# Work to complete
Pull out every line below that contains the string "between", and copy each one in full.

# Record extracts
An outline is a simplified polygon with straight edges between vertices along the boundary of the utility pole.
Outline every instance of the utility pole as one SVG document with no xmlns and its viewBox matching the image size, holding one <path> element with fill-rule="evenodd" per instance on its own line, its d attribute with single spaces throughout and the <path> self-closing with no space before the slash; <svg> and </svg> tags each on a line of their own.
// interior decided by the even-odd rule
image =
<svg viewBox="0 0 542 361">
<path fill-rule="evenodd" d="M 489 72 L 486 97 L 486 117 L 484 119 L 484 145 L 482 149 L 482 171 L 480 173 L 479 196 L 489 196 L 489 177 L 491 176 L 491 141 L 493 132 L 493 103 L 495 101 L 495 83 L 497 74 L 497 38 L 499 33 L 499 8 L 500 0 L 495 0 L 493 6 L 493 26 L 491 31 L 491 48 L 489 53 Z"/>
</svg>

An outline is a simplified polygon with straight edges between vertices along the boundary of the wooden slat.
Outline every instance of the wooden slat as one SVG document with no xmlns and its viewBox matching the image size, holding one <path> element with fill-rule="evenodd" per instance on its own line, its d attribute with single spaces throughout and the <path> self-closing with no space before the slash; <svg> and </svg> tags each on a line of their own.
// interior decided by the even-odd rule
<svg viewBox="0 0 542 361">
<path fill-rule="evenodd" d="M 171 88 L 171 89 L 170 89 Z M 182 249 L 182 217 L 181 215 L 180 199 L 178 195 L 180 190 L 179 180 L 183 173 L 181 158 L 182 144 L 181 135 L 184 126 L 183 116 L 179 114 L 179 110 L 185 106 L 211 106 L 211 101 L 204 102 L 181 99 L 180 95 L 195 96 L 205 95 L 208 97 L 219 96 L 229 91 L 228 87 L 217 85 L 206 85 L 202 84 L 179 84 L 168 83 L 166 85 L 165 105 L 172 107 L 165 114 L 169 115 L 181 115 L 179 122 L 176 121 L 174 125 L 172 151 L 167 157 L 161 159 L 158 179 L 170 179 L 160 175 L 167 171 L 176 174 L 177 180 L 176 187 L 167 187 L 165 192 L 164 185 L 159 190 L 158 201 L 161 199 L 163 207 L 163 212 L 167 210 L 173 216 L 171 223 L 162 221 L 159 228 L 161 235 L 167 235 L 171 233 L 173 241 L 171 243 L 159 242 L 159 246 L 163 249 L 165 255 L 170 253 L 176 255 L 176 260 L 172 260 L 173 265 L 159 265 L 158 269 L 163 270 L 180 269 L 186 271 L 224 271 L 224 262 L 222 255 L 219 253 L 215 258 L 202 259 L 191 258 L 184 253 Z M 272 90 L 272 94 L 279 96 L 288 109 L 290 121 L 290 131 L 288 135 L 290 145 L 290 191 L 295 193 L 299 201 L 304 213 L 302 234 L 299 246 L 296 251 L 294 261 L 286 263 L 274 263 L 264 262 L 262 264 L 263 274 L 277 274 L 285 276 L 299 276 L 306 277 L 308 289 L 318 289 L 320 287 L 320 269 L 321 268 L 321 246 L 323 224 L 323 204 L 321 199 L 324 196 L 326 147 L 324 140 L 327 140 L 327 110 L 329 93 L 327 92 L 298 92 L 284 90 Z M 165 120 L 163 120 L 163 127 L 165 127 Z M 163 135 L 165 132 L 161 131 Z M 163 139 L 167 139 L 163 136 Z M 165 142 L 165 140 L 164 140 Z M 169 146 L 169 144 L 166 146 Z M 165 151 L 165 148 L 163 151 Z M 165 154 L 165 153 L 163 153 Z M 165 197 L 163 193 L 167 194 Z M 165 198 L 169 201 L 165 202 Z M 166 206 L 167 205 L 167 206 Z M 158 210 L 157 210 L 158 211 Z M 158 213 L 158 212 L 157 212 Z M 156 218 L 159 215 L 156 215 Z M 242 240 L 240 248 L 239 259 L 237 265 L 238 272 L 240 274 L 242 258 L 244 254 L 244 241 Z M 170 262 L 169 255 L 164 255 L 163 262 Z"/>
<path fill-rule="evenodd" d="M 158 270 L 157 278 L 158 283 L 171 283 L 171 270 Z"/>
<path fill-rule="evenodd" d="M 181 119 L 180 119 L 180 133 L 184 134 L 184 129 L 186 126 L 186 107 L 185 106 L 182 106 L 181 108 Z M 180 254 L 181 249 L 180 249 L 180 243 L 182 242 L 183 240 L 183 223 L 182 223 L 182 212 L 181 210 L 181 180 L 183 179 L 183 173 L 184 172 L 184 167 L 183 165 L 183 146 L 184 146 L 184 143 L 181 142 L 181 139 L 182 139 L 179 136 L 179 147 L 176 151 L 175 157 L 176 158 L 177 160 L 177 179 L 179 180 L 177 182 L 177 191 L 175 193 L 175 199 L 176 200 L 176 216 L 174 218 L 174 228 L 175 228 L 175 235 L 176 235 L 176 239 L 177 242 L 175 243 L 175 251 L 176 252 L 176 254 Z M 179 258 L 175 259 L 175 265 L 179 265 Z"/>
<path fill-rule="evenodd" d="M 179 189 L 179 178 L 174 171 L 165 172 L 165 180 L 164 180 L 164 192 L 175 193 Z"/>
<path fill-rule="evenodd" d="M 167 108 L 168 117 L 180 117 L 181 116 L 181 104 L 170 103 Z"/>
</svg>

# Exercise result
An outline is a simplified polygon with straight edges between vertices along the boundary of the utility pole.
An outline is a simplified polygon with straight edges between vertices along the boundary of the wooden slat.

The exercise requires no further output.